### [KUTIPAN TEKS]
+===+

Sabtu, 25 Mei 2013

THERMOHALINE CIRCULATION


SIRKULASI TERMOHALINE
By: Yuanita Prastika Wuri/230210110070
Tugas Oseanografi Fisika
Dapat diketahui bahwa kemampuan laut dalam menyerap dan menyimpan panas pada beberapa daerah di bumi berbeda-beda.  Pada daerah tropis dimana intensitas sinar matahari berlangsung sepanjang tahun, suhu air laut cenderung lebih hangat. Semakin ke arah kutub, intensitas sinar matahari semakin berkurang sehingga suhu air laut juga cenderung berkurang. Pada daerah dengan suhu tinggi, tingkat penguapan air laut juga tinggi sehingga salinitas dan tekanan air meningkat. Hal ini memicu pergerakan massa air laut dari daerah bertekanan tinggi ke tekanan rendah. Pada kondisi ini, massa air hangat yang berada di samudera Pasifik akan bergerak ke samudera Hindia melalui kepulauan Indonesia menuju samudera Atlantik bagian utara.
Di Atlantik Utara dimana suhu air laut sangat dingin, massa air dari daerah hangat tadi, setelah mengalami evaporasi dalam perjalanannya di daerah tropis dan subtropis, memiliki salinitas dan densitas yang lebih tinggi dari air laut di Atlantik Utara. Karena memiliki densitas yang tinggi maka massa air ini akan mengalami proses sinking, yaitu proses turunnya massa air ke laut dalam. Massa air laut dalam di perairan Atlantik Utara (North Atlantic Deep Water – NADW) selanjutnya akan bergerak ke selatan menuju arus polar Antartika. Sebagian massa air tersebut perlahan bergerak menuju samudera Hindia perlahan naik ke permukaan karena adanya gradien densitas dan meningkatnya suhu air laut. Sementara sebagian massa NADW mengalir melalui selatan Australia kemudian perlahan naik di permukaan samudera pasifik. Pergerakan massa air laut secara global ini membentuk sebuah siklus yang disebut dengan sirkulasi termohalin (Thermohaline Circulation). Sirkulasi ini terjadi secara dinamis dan seimbang.

+===+

### [BARIS DATA]

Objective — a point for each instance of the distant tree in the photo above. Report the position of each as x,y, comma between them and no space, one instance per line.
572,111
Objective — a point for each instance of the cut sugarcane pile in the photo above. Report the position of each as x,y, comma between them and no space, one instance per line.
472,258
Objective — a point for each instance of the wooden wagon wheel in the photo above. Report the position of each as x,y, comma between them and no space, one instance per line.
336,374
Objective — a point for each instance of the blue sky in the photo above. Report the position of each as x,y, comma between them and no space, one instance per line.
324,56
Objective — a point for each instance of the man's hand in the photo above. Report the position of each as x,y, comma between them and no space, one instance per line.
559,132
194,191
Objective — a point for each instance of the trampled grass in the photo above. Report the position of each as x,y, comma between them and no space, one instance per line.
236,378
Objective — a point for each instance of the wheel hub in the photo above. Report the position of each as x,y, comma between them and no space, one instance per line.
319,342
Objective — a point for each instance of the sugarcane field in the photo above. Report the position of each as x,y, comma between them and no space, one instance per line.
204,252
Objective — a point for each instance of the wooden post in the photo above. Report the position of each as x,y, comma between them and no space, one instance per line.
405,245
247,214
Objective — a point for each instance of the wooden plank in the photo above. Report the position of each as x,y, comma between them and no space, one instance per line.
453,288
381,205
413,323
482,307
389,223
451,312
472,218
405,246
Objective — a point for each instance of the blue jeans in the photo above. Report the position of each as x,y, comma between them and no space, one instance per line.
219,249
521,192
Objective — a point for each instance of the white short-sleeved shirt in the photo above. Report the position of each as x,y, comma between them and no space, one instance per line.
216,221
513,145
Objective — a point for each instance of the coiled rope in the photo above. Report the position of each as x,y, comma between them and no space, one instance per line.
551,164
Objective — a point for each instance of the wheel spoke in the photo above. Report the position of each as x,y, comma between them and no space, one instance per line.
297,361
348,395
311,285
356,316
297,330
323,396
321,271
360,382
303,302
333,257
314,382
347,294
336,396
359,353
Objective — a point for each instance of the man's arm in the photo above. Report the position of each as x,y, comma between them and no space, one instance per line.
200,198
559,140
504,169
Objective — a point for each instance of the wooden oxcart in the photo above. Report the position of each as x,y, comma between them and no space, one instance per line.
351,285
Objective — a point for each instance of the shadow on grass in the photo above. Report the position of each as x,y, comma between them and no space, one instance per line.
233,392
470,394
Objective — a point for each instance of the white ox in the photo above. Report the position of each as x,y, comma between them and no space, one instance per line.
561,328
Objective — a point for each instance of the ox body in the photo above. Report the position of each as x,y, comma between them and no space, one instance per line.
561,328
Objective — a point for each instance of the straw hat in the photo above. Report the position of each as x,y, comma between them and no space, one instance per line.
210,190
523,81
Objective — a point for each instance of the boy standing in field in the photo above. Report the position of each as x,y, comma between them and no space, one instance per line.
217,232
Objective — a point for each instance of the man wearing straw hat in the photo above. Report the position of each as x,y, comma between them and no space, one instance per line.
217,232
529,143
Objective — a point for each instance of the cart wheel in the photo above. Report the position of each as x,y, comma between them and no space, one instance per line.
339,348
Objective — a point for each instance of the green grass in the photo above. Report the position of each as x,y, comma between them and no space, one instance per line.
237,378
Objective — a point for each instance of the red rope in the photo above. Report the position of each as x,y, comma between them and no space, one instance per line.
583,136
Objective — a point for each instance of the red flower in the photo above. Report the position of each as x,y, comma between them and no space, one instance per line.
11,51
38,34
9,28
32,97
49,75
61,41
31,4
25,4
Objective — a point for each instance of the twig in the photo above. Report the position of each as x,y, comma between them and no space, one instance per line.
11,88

+===+

### [LATIHAN]
Menurut teks sirkulasi termohalin, ke arah mana massa air laut dalam di perairan Atlantik Utara (NADW) bergerak selanjutnya? Baris data di atas tidak diperlukan.

### [JAWABAN LENGKAP]
Massa air tersebut bergerak ke selatan menuju arus polar Antartika.